WRITTEN PROBLEM :: Count the lines of the data that contain the string "pink", matching case exactly. Give only the number.

(Position annotation records)
..............................
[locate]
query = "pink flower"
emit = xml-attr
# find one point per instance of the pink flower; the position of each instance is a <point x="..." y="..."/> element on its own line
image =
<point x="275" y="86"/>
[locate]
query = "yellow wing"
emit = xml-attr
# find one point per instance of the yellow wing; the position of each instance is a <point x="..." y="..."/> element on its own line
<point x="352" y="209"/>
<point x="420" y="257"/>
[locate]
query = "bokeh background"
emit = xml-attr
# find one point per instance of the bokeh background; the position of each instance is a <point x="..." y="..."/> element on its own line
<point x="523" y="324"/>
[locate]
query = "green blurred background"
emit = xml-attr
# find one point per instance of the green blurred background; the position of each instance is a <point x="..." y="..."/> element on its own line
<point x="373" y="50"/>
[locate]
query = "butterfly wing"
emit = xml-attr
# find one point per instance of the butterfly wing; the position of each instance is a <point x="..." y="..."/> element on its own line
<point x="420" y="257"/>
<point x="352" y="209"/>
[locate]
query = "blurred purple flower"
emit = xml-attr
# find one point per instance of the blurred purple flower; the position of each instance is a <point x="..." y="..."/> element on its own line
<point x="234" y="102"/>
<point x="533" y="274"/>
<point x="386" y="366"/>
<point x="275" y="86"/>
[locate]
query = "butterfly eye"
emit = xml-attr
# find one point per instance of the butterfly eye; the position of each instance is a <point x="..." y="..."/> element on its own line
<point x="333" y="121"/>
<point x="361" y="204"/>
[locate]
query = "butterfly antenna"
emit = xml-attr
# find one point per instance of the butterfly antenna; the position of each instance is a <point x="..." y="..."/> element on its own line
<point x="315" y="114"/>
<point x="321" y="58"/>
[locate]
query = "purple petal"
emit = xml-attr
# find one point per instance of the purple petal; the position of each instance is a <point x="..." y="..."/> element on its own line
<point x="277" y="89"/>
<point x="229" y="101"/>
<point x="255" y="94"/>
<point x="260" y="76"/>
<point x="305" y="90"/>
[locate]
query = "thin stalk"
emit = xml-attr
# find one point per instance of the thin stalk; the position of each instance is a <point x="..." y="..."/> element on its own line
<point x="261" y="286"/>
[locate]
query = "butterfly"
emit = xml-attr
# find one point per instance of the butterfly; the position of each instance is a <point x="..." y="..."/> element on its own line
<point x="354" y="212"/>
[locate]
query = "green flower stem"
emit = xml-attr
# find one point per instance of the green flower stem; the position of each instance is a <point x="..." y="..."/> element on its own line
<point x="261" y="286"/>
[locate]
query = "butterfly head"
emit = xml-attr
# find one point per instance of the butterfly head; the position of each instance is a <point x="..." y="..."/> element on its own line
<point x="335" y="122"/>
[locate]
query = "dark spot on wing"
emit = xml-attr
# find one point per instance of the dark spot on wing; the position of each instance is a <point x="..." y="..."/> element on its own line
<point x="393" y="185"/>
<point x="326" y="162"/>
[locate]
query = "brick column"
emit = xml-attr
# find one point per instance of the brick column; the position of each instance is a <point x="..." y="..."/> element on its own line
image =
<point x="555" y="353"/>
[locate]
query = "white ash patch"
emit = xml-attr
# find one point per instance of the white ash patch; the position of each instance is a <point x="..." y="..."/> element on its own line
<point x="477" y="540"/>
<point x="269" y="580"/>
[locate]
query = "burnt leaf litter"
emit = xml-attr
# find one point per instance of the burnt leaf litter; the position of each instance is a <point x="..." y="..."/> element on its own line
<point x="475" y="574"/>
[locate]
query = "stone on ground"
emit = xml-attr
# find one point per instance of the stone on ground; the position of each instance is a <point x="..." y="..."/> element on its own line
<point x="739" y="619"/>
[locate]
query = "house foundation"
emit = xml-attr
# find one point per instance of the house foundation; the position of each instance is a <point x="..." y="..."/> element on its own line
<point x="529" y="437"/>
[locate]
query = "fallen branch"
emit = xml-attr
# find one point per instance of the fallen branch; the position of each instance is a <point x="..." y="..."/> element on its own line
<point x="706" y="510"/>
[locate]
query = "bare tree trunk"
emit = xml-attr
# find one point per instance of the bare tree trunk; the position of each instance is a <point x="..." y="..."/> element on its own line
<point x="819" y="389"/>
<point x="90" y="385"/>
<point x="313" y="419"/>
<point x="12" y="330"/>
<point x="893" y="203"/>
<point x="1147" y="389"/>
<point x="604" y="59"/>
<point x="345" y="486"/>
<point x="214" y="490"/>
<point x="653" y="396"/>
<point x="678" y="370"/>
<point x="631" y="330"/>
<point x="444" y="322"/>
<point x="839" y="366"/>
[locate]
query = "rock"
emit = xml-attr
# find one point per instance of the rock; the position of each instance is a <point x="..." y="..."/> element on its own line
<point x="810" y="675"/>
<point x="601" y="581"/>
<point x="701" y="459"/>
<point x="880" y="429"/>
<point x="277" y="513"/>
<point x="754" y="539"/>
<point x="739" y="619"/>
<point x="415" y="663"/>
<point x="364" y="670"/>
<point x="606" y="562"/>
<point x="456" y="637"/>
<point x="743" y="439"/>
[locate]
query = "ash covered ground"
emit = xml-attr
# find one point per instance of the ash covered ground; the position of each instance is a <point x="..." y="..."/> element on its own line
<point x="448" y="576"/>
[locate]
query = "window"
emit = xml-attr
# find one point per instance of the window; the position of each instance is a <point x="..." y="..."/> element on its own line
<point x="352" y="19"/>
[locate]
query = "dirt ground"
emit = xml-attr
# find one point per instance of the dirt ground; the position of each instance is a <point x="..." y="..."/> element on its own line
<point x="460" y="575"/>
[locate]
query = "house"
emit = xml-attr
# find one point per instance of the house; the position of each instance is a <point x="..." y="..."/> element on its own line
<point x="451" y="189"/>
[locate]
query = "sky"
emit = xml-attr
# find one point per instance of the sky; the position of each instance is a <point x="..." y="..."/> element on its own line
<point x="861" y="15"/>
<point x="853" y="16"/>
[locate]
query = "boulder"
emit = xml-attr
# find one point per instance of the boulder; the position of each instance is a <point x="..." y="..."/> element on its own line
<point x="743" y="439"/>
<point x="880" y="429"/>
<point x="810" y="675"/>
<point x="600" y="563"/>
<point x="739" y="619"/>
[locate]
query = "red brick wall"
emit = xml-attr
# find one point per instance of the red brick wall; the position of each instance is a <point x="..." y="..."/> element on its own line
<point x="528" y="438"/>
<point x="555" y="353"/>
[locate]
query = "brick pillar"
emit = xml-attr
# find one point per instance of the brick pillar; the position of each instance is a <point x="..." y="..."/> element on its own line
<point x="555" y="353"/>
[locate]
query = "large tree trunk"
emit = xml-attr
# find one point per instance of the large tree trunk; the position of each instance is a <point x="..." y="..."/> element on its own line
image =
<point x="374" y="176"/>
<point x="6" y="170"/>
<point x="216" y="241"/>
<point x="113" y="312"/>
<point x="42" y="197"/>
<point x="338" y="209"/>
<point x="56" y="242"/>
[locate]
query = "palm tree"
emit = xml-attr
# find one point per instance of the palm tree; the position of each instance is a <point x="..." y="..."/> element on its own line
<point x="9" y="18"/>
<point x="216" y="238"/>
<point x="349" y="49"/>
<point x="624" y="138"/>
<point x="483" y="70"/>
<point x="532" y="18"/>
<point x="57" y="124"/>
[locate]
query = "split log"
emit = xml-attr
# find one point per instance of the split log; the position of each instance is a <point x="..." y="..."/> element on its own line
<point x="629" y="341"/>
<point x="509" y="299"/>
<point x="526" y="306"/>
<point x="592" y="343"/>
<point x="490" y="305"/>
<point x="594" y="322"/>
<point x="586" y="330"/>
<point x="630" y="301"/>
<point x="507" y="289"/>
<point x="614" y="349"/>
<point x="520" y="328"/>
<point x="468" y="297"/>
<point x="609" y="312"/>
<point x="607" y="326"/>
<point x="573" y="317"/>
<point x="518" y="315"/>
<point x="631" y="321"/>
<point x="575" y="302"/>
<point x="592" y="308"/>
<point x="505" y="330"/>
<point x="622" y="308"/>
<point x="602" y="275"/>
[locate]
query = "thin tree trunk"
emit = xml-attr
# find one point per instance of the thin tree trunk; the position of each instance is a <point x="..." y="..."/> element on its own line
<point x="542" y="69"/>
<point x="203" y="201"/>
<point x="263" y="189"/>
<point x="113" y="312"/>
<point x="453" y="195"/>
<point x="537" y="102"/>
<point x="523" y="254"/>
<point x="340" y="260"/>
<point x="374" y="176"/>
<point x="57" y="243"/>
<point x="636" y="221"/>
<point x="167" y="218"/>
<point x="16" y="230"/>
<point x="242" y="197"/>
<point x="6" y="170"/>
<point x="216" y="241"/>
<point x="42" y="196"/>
..............................
TASK RESULT :: 2